▶ PASSAGE PROVIDED:
UNITED STATES DISTRICT COURT EASTERN DISTRICT OF MICHIGAN SOUTHERN DIVISION
MARQUES JOHNSON,
Plaintiff, Case No. 24-cv-12937 v. Honorable Linda V. Parker
MICHIGAN FIRST CREDIT UNION,
Defendant. ____________________________________/
OPINION AND ORDER DENYING PLAINTIFF’S MOTION FOR RECONSIDERATION AND DENYING AS MOOT PLAINTIFF’S MOTION TO COMPEL RULING ON MOTION FOR RECONSIDERATION
Plaintiff Marques Johnson filed this action against Defendant Michigan First Credit Union (“Michigan First”), claiming that Michigan First violated the Equal Credit Opportunity Act (“ECOA”) when it denied his September 12, 2024 application for a $20,000 line of credit. (See ECF No. 1.) Johnson alleged that Michigan First discriminated against him based on his age. (Id.) Michigan First responded to Plaintiff’s Complaint by filing a motion to dismiss pursuant to Federal Rule of Civil Procedure 12(b)(6) (ECF No. 11), which this Court granted in an opinion and order issued on December 19, 2024 (ECF No. 17). The Court held that Johnson failed to allege facts plausibly suggesting that Michigan First’s decision was based on his age. (Id. at PageID.76.) The Court observed that Johnson offered no information
suggesting that he was qualified to receive the applied-for line of credit or facts demonstrating discriminatory animus. (Id.) A Judgment followed the decision. (ECF No. 18.)
The matter is now before the Court on Johnson’s motion for reconsideration, which he identifies as being filed pursuant to Eastern District of Michigan Local Rule 7.1(h). (ECF No. 19.) Also before the Court is Johnson’s motion to compel a decision on his motion for
reconsideration. (ECF No. 25.) In his motion for reconsideration, Johnson argues that the Court erred in dismissing his claims because all adults capable of contracting are deemed creditworthy, regardless of their credit
score. (ECF No. 19 at PageID.80.) Johnson maintains that, under the ECOA, “all applicants are entitled to the same opportunity to apply for credit.” (Id. at PageID.81.) Michigan First filed a response to Johnson’s motion, arguing that no
relief is warranted. (ECF No. 22.) Michigan First also seeks sanctions against Johnson pursuant to Federal Rule of Civil Procedure 11 and 28 U.S.C. § 1927 because he filed multiple post-judgment motions, including a
motion after this Court issued a text-entry order denying his motion for emergency relief regarding his motion for reconsideration. (Id. at PageID.107-08.)

Some items

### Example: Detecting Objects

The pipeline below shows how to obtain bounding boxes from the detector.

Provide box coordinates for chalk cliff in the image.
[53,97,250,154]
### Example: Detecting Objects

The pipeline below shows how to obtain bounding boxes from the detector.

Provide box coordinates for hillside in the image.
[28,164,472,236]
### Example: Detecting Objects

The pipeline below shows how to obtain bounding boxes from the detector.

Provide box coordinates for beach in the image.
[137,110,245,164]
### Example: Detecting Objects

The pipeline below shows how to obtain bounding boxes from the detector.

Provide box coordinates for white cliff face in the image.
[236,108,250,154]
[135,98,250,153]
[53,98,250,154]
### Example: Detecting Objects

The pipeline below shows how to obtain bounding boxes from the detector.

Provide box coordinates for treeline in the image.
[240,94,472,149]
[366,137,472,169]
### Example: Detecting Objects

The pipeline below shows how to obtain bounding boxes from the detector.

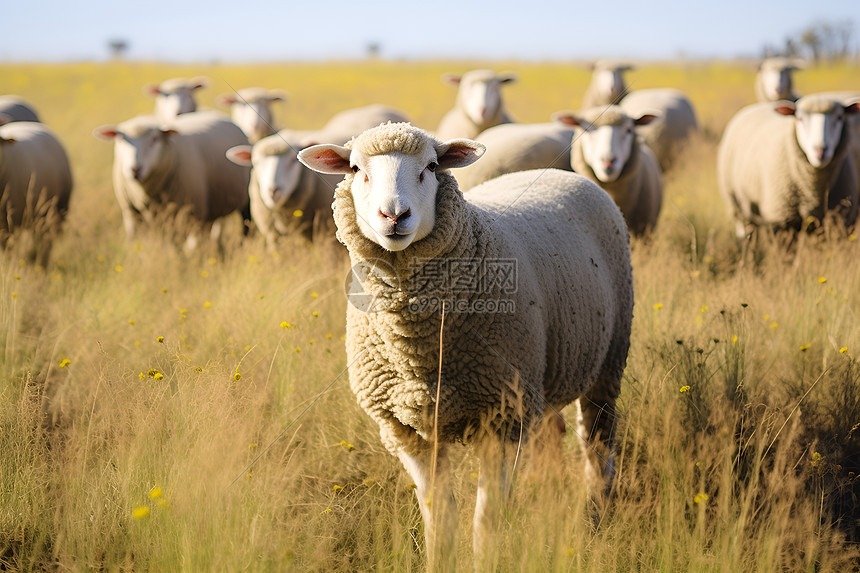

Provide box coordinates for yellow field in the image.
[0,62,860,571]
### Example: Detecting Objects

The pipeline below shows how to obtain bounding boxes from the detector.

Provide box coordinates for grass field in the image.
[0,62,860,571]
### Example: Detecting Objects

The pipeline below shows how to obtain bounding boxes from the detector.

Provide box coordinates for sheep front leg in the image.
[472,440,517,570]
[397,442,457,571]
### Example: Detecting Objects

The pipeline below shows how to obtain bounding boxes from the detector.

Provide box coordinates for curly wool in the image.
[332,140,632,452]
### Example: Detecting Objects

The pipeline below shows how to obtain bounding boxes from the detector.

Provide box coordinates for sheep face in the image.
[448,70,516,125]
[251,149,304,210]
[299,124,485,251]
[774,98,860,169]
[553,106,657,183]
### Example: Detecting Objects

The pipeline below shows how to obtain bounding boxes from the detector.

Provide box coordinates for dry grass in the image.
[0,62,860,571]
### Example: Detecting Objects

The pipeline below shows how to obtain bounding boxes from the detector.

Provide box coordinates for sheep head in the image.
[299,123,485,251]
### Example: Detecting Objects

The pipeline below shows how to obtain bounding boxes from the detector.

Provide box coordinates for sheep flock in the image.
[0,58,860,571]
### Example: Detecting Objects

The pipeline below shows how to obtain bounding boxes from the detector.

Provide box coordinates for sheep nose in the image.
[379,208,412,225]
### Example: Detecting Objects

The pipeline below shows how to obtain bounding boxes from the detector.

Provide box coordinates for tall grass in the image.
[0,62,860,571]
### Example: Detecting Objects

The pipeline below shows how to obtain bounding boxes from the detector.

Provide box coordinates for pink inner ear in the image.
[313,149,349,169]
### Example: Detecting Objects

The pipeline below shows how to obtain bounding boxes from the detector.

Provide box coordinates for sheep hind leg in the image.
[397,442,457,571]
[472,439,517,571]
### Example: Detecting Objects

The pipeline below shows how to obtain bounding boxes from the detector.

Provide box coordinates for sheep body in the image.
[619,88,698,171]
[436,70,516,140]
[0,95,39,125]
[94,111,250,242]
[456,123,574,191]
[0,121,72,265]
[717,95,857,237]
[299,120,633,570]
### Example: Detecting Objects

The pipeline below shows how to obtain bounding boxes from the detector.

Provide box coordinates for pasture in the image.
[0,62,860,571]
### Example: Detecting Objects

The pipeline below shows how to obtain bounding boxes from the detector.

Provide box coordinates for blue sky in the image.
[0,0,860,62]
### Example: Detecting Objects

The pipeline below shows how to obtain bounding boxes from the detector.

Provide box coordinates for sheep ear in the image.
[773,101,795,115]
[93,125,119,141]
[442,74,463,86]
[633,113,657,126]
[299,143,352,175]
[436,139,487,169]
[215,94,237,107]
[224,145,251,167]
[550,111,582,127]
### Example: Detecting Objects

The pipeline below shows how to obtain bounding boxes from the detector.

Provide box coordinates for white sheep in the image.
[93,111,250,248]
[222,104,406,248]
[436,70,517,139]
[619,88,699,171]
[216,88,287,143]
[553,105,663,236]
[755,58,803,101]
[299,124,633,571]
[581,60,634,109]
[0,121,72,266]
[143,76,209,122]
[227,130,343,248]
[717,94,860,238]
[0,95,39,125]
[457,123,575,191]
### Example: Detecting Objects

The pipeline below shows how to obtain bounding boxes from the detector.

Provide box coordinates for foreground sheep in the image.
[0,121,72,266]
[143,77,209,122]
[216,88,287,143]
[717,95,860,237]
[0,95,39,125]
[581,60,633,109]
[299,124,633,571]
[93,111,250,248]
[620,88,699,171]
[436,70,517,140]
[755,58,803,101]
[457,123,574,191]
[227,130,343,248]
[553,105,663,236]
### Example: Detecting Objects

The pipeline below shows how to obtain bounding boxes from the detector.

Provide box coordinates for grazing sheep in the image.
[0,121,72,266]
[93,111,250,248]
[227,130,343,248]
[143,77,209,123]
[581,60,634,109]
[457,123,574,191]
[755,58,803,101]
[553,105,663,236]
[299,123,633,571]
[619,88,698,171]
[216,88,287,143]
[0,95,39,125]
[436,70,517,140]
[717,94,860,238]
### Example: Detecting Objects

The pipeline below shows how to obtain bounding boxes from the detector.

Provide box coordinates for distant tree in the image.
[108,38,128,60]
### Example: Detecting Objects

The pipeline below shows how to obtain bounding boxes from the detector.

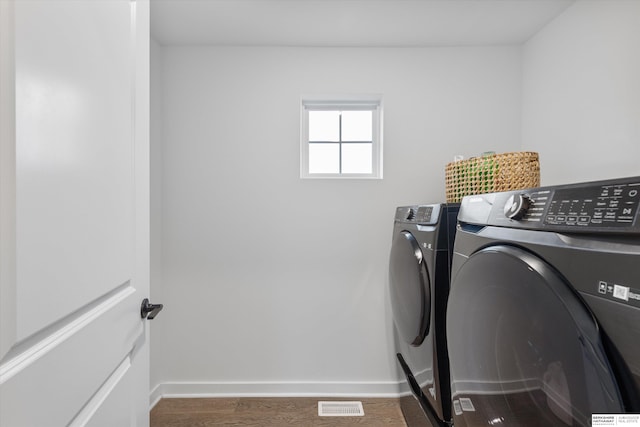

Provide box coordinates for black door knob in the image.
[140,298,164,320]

==

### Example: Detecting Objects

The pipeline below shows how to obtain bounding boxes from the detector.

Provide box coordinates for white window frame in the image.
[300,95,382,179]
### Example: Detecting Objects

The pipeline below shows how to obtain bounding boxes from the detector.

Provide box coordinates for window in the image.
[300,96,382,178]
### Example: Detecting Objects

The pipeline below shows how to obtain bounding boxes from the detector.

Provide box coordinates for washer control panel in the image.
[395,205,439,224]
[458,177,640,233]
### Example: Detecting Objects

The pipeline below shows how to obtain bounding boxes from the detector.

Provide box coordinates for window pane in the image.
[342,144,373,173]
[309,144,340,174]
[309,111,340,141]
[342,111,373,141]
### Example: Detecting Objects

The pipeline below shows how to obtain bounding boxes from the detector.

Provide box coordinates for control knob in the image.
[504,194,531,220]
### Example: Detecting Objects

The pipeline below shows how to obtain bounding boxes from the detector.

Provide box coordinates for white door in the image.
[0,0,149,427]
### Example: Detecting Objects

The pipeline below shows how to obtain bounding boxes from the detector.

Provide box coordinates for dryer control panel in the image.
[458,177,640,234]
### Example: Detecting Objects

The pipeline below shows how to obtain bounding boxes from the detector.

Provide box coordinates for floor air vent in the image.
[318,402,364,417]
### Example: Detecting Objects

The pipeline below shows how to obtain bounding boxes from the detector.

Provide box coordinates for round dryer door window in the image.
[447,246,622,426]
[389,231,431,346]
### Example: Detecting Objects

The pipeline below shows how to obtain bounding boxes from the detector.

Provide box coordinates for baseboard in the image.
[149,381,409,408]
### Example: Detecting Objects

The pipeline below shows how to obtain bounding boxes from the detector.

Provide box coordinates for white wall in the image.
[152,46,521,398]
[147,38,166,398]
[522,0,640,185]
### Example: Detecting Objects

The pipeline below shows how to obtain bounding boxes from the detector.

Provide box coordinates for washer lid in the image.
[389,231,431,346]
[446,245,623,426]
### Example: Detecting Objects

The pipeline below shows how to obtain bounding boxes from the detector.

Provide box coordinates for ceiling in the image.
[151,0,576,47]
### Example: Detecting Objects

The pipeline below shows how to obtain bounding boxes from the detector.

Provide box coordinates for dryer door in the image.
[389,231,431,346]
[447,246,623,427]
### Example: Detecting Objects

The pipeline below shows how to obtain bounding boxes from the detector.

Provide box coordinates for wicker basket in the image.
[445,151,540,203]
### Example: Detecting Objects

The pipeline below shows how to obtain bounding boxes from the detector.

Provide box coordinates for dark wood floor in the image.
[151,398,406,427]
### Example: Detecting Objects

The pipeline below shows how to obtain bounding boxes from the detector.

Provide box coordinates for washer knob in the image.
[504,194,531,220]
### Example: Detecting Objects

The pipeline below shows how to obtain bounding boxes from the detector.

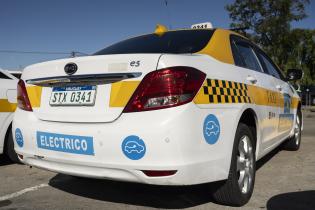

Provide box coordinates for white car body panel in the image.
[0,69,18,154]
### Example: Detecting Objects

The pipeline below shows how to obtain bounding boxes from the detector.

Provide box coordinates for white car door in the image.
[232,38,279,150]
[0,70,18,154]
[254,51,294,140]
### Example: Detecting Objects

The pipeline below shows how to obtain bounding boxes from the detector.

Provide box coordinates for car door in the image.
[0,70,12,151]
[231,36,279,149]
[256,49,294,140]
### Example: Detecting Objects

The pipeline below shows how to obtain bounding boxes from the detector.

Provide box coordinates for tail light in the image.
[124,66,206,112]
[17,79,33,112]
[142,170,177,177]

▶ WRITTEN REQUEST: In the court opinion, on what basis did Johnson allege that Michigan First discriminated against him? The items have nothing to do with what is asked here.

▶ THE RESPONSE: His age.